> Directions for this task: Please report each line in the material below that includes "mountain".

** Opening Records provided block **

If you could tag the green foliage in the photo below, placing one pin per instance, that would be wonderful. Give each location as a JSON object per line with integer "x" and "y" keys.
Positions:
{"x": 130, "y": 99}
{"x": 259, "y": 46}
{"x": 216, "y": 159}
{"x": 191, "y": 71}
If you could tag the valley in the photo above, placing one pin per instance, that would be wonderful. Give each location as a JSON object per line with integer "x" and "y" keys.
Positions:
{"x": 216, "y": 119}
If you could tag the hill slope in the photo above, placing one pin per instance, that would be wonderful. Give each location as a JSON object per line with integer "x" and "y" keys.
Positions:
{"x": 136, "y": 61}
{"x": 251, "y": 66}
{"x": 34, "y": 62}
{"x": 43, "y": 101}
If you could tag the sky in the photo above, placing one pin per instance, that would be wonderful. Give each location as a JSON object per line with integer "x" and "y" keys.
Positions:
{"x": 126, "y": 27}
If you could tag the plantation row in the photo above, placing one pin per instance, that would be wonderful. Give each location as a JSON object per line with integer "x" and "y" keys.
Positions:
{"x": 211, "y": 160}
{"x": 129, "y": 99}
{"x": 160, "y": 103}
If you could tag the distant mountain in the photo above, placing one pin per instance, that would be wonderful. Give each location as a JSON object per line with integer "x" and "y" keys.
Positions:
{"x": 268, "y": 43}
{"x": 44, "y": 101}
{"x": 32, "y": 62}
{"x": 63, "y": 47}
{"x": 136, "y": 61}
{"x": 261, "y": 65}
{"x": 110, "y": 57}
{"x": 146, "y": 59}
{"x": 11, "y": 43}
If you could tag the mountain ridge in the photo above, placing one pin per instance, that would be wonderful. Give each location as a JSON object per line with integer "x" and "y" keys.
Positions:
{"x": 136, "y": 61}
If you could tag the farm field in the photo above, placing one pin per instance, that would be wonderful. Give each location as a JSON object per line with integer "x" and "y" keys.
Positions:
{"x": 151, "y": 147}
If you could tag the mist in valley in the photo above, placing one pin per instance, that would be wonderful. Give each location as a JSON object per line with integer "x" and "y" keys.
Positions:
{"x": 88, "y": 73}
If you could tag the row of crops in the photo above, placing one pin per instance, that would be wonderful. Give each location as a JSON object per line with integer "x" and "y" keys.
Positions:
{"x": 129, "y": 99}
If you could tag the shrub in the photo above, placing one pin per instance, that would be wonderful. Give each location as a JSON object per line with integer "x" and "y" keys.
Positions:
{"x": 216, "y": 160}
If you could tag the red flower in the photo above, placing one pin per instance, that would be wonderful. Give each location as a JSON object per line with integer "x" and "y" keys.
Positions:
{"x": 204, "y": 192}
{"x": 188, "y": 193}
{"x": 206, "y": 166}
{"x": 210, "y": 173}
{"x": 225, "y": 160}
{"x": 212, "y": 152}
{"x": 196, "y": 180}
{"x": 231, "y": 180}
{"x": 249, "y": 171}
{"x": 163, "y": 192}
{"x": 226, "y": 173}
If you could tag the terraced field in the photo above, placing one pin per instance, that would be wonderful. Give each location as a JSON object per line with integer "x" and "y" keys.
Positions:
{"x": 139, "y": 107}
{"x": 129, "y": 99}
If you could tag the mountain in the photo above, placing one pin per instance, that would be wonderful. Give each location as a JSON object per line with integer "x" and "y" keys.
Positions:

** Closing Records provided block **

> Result for this exercise:
If you could tag the distant mountain in the photo above, placing one pin per instance, that would be wonderful. Give each location as a JSON object per line with integer "x" and "y" keys.
If you could tag the mountain ridge in the photo above, placing one pin per instance, that would be wonderful. Give each location as a JSON object per line with integer "x" and "y" keys.
If you could tag the mountain in the photo above, placing one pin per instance, that would be wonderful. Give each location as a JSON object per line with integer "x" and "y" keys.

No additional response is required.